» **Work to do**
Transcribe each line of the material as it is, and drop any picture.

(Dataset rows on where objects appear)
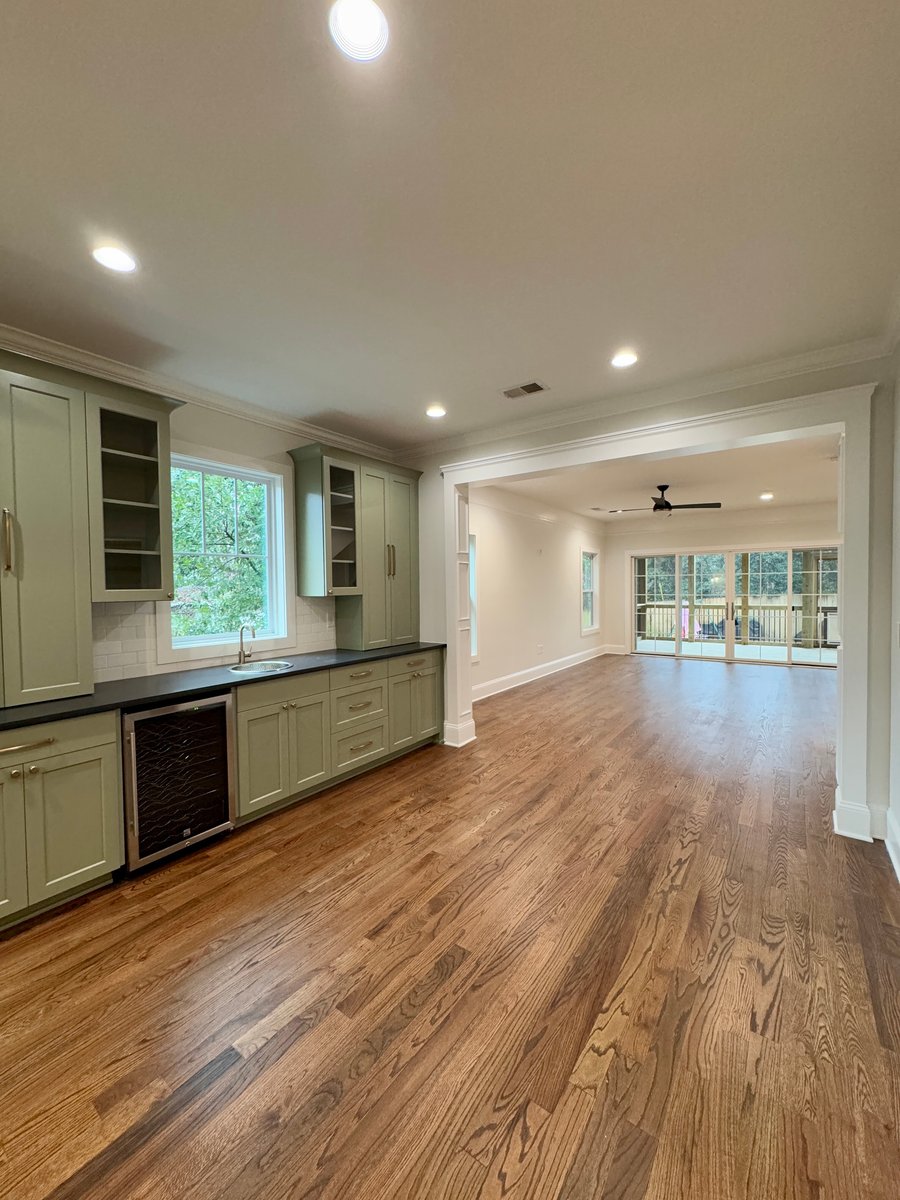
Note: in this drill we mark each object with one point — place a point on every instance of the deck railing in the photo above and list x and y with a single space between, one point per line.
767 623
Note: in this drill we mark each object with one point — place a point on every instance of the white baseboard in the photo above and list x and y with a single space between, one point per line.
504 683
459 735
852 820
893 841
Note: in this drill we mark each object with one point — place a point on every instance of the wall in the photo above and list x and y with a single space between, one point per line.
125 634
528 580
763 528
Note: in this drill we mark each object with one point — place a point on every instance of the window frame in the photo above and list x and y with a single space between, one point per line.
591 630
281 562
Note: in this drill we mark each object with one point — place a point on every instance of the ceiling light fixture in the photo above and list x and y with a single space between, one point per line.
359 29
114 258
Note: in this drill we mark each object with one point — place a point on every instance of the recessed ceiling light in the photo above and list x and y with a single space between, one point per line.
359 29
114 258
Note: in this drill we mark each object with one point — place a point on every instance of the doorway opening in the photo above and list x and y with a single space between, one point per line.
777 606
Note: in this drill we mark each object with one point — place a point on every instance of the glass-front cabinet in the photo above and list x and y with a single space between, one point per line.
129 479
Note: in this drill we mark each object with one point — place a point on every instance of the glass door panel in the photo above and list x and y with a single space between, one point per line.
705 606
814 606
655 604
761 606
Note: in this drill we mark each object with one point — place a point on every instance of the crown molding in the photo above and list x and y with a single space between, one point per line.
618 403
45 349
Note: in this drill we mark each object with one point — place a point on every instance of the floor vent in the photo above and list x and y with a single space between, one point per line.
525 389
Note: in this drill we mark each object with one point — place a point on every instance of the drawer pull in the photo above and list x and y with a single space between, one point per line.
29 745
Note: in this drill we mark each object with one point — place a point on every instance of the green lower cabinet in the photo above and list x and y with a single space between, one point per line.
310 742
263 757
414 707
73 831
13 876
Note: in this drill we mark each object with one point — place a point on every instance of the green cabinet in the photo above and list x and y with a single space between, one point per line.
72 820
60 809
414 707
45 577
130 490
13 876
327 490
283 739
358 540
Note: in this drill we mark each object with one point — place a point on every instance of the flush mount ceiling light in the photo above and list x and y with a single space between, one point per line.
359 29
114 258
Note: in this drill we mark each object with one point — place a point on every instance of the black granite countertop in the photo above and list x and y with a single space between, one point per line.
175 685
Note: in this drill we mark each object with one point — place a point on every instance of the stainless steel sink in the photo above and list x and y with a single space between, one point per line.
265 666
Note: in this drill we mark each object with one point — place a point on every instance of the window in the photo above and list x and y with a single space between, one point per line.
473 595
589 606
228 557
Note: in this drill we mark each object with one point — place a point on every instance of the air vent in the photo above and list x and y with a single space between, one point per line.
525 389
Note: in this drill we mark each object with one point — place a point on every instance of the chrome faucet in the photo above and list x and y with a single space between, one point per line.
244 655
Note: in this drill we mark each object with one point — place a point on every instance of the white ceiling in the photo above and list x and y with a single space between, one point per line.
514 191
803 471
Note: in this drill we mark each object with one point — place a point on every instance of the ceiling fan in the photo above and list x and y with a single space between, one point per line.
660 504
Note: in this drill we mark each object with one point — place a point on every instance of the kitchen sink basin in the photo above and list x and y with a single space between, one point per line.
265 666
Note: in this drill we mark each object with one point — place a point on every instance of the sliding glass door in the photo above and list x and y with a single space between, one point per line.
739 606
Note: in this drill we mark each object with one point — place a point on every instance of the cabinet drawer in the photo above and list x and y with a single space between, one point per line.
425 660
358 706
359 745
358 673
31 743
281 690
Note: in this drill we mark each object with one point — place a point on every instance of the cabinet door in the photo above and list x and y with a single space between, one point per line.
13 879
263 757
310 742
403 538
376 610
130 492
73 820
427 703
45 575
402 712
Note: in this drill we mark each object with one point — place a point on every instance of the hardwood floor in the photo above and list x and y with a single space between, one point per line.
611 949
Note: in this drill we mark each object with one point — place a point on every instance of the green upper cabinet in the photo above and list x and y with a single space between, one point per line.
373 541
130 487
327 489
45 579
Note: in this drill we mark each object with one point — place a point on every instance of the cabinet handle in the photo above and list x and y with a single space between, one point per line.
7 540
29 745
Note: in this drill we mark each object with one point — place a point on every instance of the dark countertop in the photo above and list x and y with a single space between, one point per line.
175 685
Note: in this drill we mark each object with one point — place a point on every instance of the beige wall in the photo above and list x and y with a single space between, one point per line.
757 529
528 582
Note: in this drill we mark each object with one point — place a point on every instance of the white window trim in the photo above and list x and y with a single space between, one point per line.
592 630
283 565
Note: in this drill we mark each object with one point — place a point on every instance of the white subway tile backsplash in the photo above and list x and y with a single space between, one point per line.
125 639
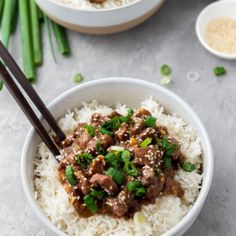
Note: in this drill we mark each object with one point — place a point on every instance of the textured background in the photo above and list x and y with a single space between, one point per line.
168 37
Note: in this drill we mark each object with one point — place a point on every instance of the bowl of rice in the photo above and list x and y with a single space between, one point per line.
168 215
99 16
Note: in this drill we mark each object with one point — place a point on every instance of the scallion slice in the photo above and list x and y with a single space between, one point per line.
69 173
99 194
116 174
130 168
219 70
90 129
90 203
150 121
140 191
84 159
125 155
145 142
188 166
131 186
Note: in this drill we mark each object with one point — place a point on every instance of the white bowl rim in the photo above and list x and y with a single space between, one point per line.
198 204
95 9
201 37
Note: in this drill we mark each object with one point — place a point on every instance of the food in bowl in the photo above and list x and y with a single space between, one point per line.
95 4
153 215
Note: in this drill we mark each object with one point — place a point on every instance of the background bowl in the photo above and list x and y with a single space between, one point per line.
100 21
226 8
130 92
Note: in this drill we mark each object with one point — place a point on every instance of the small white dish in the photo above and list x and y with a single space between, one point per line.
100 21
131 92
226 8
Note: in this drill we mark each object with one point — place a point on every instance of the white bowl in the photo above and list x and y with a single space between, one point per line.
100 21
130 92
226 8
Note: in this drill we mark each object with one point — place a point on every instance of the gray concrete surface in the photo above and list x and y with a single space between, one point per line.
168 37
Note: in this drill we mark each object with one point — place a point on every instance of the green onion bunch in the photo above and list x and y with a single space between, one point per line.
30 20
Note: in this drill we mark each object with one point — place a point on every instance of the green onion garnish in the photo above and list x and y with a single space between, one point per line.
157 171
90 203
168 162
131 186
84 159
104 131
100 149
78 78
145 142
136 187
150 121
219 70
126 118
116 174
69 173
188 166
165 70
130 168
139 191
125 155
90 129
113 159
99 194
168 147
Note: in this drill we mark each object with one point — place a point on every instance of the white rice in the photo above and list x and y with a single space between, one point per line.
153 219
86 4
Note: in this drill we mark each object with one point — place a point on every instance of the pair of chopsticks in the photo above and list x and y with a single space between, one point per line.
11 65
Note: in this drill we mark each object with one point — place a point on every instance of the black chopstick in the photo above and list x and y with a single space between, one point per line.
23 103
30 91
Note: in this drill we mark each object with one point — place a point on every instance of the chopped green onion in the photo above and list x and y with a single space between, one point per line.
90 203
130 112
112 124
165 80
139 191
168 162
100 149
130 168
157 171
99 194
168 147
150 121
112 159
84 159
104 131
188 166
116 174
125 155
145 142
131 186
90 130
165 70
219 70
69 172
78 78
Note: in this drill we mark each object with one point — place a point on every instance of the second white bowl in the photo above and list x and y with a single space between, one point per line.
100 21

» **Full output**
Note: in this drill we mark each object with one point — place a point on every instance of the deck railing in the photo above and list x and y with a single space between, one point per line.
767 623
Note: in this drill we mark each object with one point — place a point on every instance of the white baseboard in the photo above and list x and y with a single space between, one point per line.
504 683
459 735
852 820
893 841
Note: in this drill we mark each object with one point — place a point on every instance of the wall in the photo above and list x and y with a single space between, one point per line.
125 634
528 580
763 528
Note: in this drill we mark each object with one point — place a point on every instance of the window frame in the photo above and list x and y with a single space between, one point per line.
591 630
281 562
Note: in this drill we mark each object with one point — place a point on every instance of the ceiling light fixture in the photo above and list x and y with a single space between, one point per line.
359 29
114 258
Note: in this drill we mark each object with one point — place a point on every instance of the recessed ceiling light in the photo above and list x and y with a single space between, one point per line.
359 29
114 258
Note: in this drill we mark each object with one point — place a point on every instance of the doorway opening in the photo above and list x and y with a single space between, one point per line.
777 606
Note: in this drill we mark each object with one point — place a point on every instance of the glass-front cabinet in the photo above and list x and y with a single space between, one point per line.
129 479
Note: in this drill we mark each object with one point — place a point on every instance of the glass door panel in the photo above and list x and y with a single space between, one point per line.
705 606
814 606
655 604
761 606
Note: in this drill we mark each object with one point — place a point on every instance of the crown molding in the photo above and list x and y with a single space between, one point per line.
618 403
45 349
Note: in this drill we mark each object with one point — place a point on every instance of the floor vent in the photo above and list x and y with a single space between, one point per line.
525 389
Note: in this drill we mark each object with one point — place a point on every instance of the drawer pull in the photo above and list x and y with a single space between, one point per line.
29 745
Note: in this drill we mark each object with one point — place a point on every instance of the green lower cabinet in the photo above and list x and y with a single space between, one point per line.
310 742
263 757
414 707
73 831
13 876
Note: in this drill we mark each object with one point — place a point on every instance of the green cabinet in the photo above and list x and y with a single space between, one point per line.
72 820
60 809
414 707
45 577
130 490
13 876
327 490
283 739
358 540
Note: in this drill we mark each object with one point — place a point on every instance of the flush mount ceiling light in the photo above and list x and y with a single space between, one point per line.
359 29
114 258
Note: in this drill we mark each object with one point — place a point on every instance of the black granite countertop in the photo above and list x and y with a single space between, one point per line.
175 685
Note: in this drill we mark each object with one point — place a point on every instance of the stainless steel sink in the photo above and list x and y with a single space between, one point per line.
265 666
Note: in this drill we mark each object with one point — place a point on every instance of the window in the photo above and list x and y with a single space between, one point per line.
473 595
589 606
228 557
Note: in this drill we mark each object with one point — place a point on every instance of the air vent in the photo above and list x and y with a single space between, one point per line.
525 389
Note: in this drill we mark each object with one point — place a point on every instance of the chrome faucet in the photo above and list x and y with a single space between, one point per line.
244 655
Note: in this drill we mark each object with one point — place a point on every instance of the white ceiling in the photo above and list x and y with a single space between, one point per line.
514 191
803 471
Note: in this drill we mark each object with one point — place a point on every instance of the ceiling fan in the photo above and list x and y with a single space between, one point per line.
660 504
Note: in this drill we mark each object with one point — place a point on every instance of the kitchen sink basin in the photo above and list x and y with a single space between, one point per line.
265 666
Note: in this drill we mark each object with one point — place a point on every instance of the sliding glass door in the photo above and list x and y with a single space between, one point per line.
739 606
Note: in this drill we mark each object with one point — place a point on every instance of the cabinet drawer in the photo above and list x and y with a single space between, one point per line.
425 660
358 706
359 745
358 673
31 743
281 690
Note: in this drill we mark each object with one point — place a point on every instance of the cabinet door in the photo above and list x and y with a single space between, one point per line.
13 879
263 757
310 742
403 538
376 610
130 492
73 820
427 703
45 575
402 712
Note: in this drill we mark each object with one point — place a point on every instance of the hardwood floor in the photo above and list x and y with a single space between, one point per line.
611 949
Note: in this drill we mark each object with one point — place a point on every instance of the green upper cabinet in the photo above and list x and y with a single space between, one point per line.
373 541
130 487
327 489
45 579
Note: in this drill we mark each object with one point — place a point on every instance of the cabinet handle in the photo above and list x and y with a single space between, one point per line.
7 540
29 745
Note: in this drill we mark each object with one point — place a point on every instance of the dark countertop in the photo above and list x and y with a single space between, one point per line.
175 685
Note: in this drill we mark each object with one point — place a point on every instance of the beige wall in the photo above and list x and y with a single space between, one point per line.
757 529
528 582
Note: in this drill we mark each object with one point — place a point on every instance of the white window trim in the photo above and list x and y with a single space between, one point per line.
592 630
283 565
Note: in this drill we mark each object with one point — place a point on every instance of the white subway tile backsplash in the photo above and list x and y with a single space between, one point per line.
125 639
Note: in this drill we mark each object with one point — place a point on every instance of the textured background in the photo above and list x and y with a single space between, one point per line.
168 37
Note: in this drill we mark each object with one point — place a point on every instance of the bowl of rice in the photo above and list x and y with a single space between, one point per line.
168 215
99 16
Note: in this drill we mark each object with one point — place a point on every instance of the scallion slice in the photo above and list x and y with a single space between, one point per line.
69 173
99 194
116 174
130 168
219 70
90 129
90 203
150 121
140 191
84 159
125 155
145 142
188 166
131 186
Note: in this drill we mark each object with one point — place a point on every instance of the white bowl rim in the photo above and list x and y with a single space between, one point per line.
198 204
95 9
201 37
Note: in this drill we mark each object with one point — place a point on every instance of the food in bowl in the photo above and list x and y with a single space between, one point per line.
95 4
153 215
Note: in this drill we mark each object with one point — place a point on every instance of the background bowl in the photo above and list x and y with a single space between, one point per line.
100 21
226 8
130 92
Note: in this drill we mark each object with one point — place a point on every instance of the small white dish in the photo above and list x and y with a single space between, one point per line.
100 21
131 92
226 8
Note: in this drill we mark each object with one point — place a point on every instance of the white bowl in the photo above and list x and y with a single space between, one point per line.
100 21
130 92
226 8
Note: in this drill we mark each object with one point — place a point on every instance of the gray concrete surface in the photo above and list x and y with a single space between, one point per line.
168 37
Note: in this drill we mark each object with one point — place a point on every instance of the green onion bunch in the photo above and list x and y with a single space between, one point per line.
30 20
Note: in this drill we mark each object with one point — place a point on every instance of the green onion garnish in the photo above and list x and y with a single space between, one point per line.
157 171
90 203
168 162
131 186
84 159
104 131
100 149
78 78
145 142
136 187
150 121
219 70
126 118
116 174
69 173
188 166
165 70
130 168
139 191
125 155
90 129
113 159
99 194
168 147
Note: in this drill we mark each object with one point — place a point on every instance of the white rice in the photo above and list x and y with a single space between, one point per line.
153 219
86 4
Note: in this drill we mark each object with one point — place a point on every instance of the pair of chopsticks in the photo above and list x and y with a single space between, one point per line.
11 65
Note: in this drill we mark each object with one point — place a point on every instance of the black chopstick in the photo above and list x and y with a single space between, one point per line.
23 103
30 91
Note: in this drill we mark each object with one point — place a point on every instance of the chopped green onion in the photo above and list x and y with a single space between, one point per line.
90 203
130 112
112 124
165 80
139 191
168 162
100 149
130 168
157 171
99 194
168 147
150 121
112 159
84 159
104 131
188 166
116 174
125 155
145 142
131 186
90 130
165 70
219 70
69 172
78 78
Note: in this drill we mark each object with one point — place a point on every instance of the second white bowl in the photo above and list x and y with a single space between, one point per line.
100 21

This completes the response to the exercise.